ASSIGNMENT A:
Translate this sentence from the bill summary below into Spanish: "The FHA must issue guidance regarding the percentage of units that must be occupied by the owners (or sold to owners intending to meet such occupancy requirements) in order for a condominium to be eligible for FHA mortgage insurance."
ASSIGNMENT B:
According to the bill summary below, what share of all family units must be occupied by the owners or sold to owners who intend to meet the occupancy requirement if the FHA issues no guidance within 90 days of enactment?

PASSAGE SHOWN:
The FHA must issue guidance regarding the percentage of units that must be occupied by the owners (or sold to owners intending to meet such occupancy requirements) in order for a condominium to be eligible for FHA mortgage insurance. If the guidance is not issued within 90 days of enactment of this bill: (1) at least 35% of all family units must be occupied by the owners or sold to owners who intend to meet the occupancy requirement, and (2) the FHA may increase the requirement for a project on a project-by-project or regional basis after considering factors relating to the economy of the locality in which the project is located.
TITLE IV--HOUSING REFORMS FOR THE HOMELESS AND FOR VETERANS
(Sec. 401) This section amends the McKinney-Vento Homeless Assistance Act to require HUD to define the ''geographic area'' for purposes of the Continuum of Care Program (which awards project sponsors or unified funding agencies competitive grants focused on addressing the long-term housing and services needs of homeless individuals and families).

PROVIDED MATERIAL:
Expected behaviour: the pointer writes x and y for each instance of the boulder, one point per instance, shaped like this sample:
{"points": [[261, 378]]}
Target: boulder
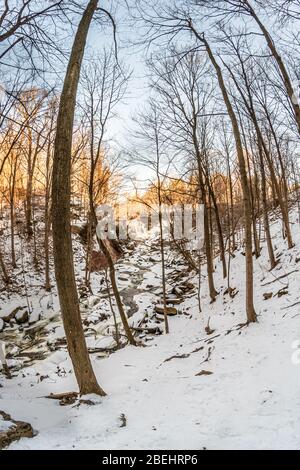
{"points": [[22, 317], [169, 310], [11, 430]]}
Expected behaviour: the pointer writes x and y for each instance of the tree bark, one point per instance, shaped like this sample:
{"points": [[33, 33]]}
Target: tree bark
{"points": [[251, 314]]}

WRITTEN REPLY A:
La FHA debe emitir directrices sobre el porcentaje de unidades que deben estar ocupadas por sus propietarios (o vendidas a propietarios que tengan la intención de cumplir dichos requisitos de ocupación) para que un condominio pueda optar al seguro hipotecario de la FHA.

WRITTEN REPLY B:
At least 35% of all family units.